SHORT TASK:
Convert the records below into a JSON list of strings, with one string for each line and blank lines left out.

RAW RECORDS:
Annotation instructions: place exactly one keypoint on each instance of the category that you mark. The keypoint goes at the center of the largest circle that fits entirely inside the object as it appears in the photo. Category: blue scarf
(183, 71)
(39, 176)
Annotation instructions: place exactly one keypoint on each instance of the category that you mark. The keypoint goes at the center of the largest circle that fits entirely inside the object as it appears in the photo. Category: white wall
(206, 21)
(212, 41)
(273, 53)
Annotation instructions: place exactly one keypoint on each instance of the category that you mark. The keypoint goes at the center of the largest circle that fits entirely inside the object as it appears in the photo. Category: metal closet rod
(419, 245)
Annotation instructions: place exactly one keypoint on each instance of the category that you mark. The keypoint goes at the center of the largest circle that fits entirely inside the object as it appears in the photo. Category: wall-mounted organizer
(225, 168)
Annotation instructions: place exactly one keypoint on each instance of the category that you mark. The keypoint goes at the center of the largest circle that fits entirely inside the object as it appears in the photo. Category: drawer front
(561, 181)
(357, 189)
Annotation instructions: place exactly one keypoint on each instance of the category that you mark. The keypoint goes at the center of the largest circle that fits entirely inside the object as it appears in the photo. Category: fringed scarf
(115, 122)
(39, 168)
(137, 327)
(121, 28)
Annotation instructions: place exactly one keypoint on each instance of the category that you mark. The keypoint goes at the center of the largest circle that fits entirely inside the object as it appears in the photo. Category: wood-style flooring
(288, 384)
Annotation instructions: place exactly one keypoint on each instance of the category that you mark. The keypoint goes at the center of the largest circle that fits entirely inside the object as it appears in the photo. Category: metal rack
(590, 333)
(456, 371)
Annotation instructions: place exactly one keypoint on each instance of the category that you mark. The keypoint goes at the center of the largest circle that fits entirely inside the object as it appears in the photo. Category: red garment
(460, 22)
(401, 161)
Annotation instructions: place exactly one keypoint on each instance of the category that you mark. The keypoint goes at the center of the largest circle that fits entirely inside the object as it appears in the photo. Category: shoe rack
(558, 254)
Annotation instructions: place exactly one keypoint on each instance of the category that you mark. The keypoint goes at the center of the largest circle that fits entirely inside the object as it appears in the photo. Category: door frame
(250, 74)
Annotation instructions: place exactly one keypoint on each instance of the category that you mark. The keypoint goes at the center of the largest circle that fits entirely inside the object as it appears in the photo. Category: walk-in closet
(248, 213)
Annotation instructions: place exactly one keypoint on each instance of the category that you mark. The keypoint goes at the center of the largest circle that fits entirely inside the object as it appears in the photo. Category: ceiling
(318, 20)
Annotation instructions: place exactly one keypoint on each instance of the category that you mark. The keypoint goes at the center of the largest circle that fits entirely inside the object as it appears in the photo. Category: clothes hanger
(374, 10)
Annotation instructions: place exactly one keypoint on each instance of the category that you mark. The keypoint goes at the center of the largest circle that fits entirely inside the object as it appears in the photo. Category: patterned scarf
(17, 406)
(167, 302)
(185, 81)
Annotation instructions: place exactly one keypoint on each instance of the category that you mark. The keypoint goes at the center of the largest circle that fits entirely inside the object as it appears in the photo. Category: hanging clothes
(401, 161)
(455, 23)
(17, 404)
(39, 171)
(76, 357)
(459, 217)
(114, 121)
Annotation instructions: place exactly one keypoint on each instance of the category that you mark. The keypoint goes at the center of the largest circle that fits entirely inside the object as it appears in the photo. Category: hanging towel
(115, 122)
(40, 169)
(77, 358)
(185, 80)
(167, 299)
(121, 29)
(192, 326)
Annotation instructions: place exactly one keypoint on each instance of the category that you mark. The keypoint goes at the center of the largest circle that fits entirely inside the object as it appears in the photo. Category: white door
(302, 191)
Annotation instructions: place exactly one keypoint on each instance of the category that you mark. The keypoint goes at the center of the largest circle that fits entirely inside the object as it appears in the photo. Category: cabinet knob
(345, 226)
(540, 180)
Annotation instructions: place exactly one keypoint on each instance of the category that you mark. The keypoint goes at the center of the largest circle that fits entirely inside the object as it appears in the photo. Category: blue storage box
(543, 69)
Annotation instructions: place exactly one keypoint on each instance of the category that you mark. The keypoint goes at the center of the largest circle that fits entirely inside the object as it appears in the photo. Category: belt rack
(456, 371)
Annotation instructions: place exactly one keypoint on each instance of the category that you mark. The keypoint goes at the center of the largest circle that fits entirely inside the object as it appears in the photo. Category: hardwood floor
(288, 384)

WRITTEN RESPONSE:
[
  "Annotation instructions: place exactly one keypoint on each instance of the category that you mark. The keypoint goes at the center of the largest circle that fits entirely inside the object as it appears in the photo. Category: blue scarf",
  "(183, 71)",
  "(39, 176)",
  "Annotation instructions: place exactly one keypoint on each instance of the category that you mark. The keypoint goes at the center of the largest circle that fits entirely inside the object as it appears in the photo. Category: white wall",
  "(206, 21)",
  "(212, 41)",
  "(273, 53)",
  "Annotation instructions: place exactly one keypoint on each instance of the category that you mark. The keypoint goes at the center of the largest circle that fits entirely inside the object as it appears in the photo. Category: metal closet rod",
  "(419, 245)",
  "Annotation instructions: place exactly one keypoint on each instance of the category that you mark. The keypoint goes at the center of the largest circle that fits entirely inside the object as it appears in the photo. Category: wall-mounted organizer",
  "(225, 168)",
  "Annotation instructions: place exactly one keypoint on each instance of the category that you mark. The keypoint goes at the center of the largest circle that fits entirely inside the object as it appears in the photo. Category: drawer front",
  "(561, 181)",
  "(357, 189)",
  "Annotation instructions: place exactly one keypoint on each instance of the category that you mark. The keypoint goes at the center of the largest circle that fits entirely inside the object as it appears in the photo. Category: fringed scarf",
  "(115, 122)",
  "(39, 168)",
  "(137, 327)",
  "(121, 28)",
  "Annotation instructions: place exactly one keypoint on each instance of the category that you mark. The keypoint goes at the center of the largest circle that fits entirely inside the object as it appears in the photo. Category: wood-style flooring",
  "(288, 384)",
  "Annotation instructions: place exactly one keypoint on each instance of the category that you mark. The keypoint goes at the center of the largest circle that fits entirely inside the object as it appears in the photo. Category: metal rack",
  "(590, 333)",
  "(456, 371)",
  "Annotation instructions: place exactly one keypoint on each instance of the category that you mark. The keypoint goes at the center of the largest circle that fits entirely inside the object as it appears in the photo. Category: red garment",
  "(460, 22)",
  "(401, 161)",
  "Annotation instructions: place exactly one keypoint on each instance of the category that you mark. The keypoint goes at the center of the largest circle that fits entirely inside the object as it appears in the photo. Category: shoe rack",
  "(558, 254)",
  "Annotation instructions: place exactly one keypoint on each instance of the category that you mark. The keypoint goes at the center of the largest circle that fits entirely inside the object as it appears in the photo. Category: door frame",
  "(250, 74)",
  "Annotation instructions: place exactly one keypoint on each instance of the category that you mark. The keypoint goes at the center of the largest circle that fits entirely inside the object as it appears in the photo. Category: walk-in closet",
  "(248, 213)",
  "Annotation instructions: place exactly one keypoint on each instance of the category that you mark. The keypoint goes at the center of the largest circle that fits entirely inside the object as it appears in the photo. Category: ceiling",
  "(318, 20)",
  "Annotation instructions: place exactly one keypoint on each instance of the category that you mark. The keypoint goes at the center of the largest circle that fits entirely inside the object as it appears in the photo. Category: clothes hanger",
  "(374, 10)",
  "Annotation instructions: place exactly one keypoint on each instance of the category that you mark. The keypoint goes at the center of the largest circle that fits entirely inside the object as it appears in the photo. Category: patterned scarf",
  "(17, 406)",
  "(167, 302)",
  "(185, 81)",
  "Annotation instructions: place exactly one keypoint on each instance of the category that you mark. The keypoint goes at the center of the largest circle that fits entirely inside the object as it appears in the photo. Category: hanging clothes",
  "(401, 161)",
  "(455, 23)",
  "(17, 404)",
  "(39, 171)",
  "(76, 357)",
  "(459, 217)",
  "(114, 121)",
  "Annotation instructions: place exactly one keypoint on each instance of the category that you mark. The keypoint goes at the center of the largest circle that fits entirely inside the object as it appears in the photo. Category: hanging towel",
  "(115, 122)",
  "(40, 169)",
  "(77, 358)",
  "(185, 80)",
  "(167, 299)",
  "(121, 29)",
  "(192, 326)",
  "Annotation instructions: place exactly one keypoint on each instance of the category that you mark. The keypoint goes at the center of the largest circle that fits entirely inside the object as it appears in the photo. Category: white door",
  "(302, 191)",
  "Annotation instructions: place exactly one keypoint on each instance of the category that you mark. The keypoint goes at the center of the largest circle that fits entirely inside the object as it appears in the photo. Category: cabinet knob",
  "(345, 226)",
  "(540, 180)",
  "Annotation instructions: place exactly one keypoint on each instance of the category that you mark. The keypoint goes at the center of the largest circle that fits entirely inside the object as it appears in the photo. Category: blue storage box",
  "(543, 69)",
  "Annotation instructions: place exactly one keypoint on each instance of the category that you mark. The keypoint goes at the center of the largest circle that fits entirely inside the object as it appears in the photo. Category: belt rack",
  "(456, 371)",
  "Annotation instructions: place exactly one keypoint on each instance of the category that you mark. The keypoint goes at the center of the largest circle that fits entirely inside the object as it appears in the photo. Category: hardwood floor",
  "(288, 384)"
]